• _Material provided_
* begin *

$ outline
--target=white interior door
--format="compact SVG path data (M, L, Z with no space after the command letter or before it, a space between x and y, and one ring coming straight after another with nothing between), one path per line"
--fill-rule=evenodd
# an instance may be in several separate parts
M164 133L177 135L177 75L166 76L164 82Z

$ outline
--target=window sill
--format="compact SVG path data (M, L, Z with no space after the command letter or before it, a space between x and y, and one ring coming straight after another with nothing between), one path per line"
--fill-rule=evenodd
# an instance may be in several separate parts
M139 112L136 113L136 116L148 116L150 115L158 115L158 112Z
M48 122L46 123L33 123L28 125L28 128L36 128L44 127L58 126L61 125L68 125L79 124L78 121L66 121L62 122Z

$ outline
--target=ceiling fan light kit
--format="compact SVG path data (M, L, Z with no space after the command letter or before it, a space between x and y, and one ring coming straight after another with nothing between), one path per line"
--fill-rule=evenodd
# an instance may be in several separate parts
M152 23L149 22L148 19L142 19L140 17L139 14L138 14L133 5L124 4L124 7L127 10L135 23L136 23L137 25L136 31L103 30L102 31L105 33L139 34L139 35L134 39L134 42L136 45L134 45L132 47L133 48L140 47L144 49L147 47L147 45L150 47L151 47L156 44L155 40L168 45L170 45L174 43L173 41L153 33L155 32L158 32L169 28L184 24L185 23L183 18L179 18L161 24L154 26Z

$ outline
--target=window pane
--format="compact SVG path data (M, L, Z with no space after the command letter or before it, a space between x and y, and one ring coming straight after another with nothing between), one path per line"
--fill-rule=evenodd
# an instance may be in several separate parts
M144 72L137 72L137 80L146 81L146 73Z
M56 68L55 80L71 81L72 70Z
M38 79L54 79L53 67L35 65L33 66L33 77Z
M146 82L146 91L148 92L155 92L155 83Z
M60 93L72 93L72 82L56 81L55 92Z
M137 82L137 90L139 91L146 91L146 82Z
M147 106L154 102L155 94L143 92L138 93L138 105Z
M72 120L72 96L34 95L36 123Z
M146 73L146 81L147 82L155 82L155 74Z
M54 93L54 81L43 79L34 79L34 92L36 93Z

* end *

• _Exercise description_
Can you reproduce everything in the listing above, from its very first line down to and including the line that contains "M48 122L46 123L33", character for character?

• _Solution for this problem_
$ outline
--target=white interior door
--format="compact SVG path data (M, L, Z with no space after the command letter or before it, a space between x and y, and one ring coming straight after another with nothing between), one path per line"
--fill-rule=evenodd
# an instance may be in several separate parts
M164 133L177 135L177 75L166 76L164 82Z

$ outline
--target=window sill
--format="compact SVG path data (M, L, Z with no space after the command letter or before it, a space between x and y, and one ring coming straight after another with nothing between), one path per line"
--fill-rule=evenodd
# an instance may be in several separate parts
M139 112L136 113L136 116L148 116L150 115L158 115L158 112Z
M48 122L46 123L33 123L28 125L28 128L36 128L44 127L58 126L61 125L68 125L79 124L78 121L66 121L62 122Z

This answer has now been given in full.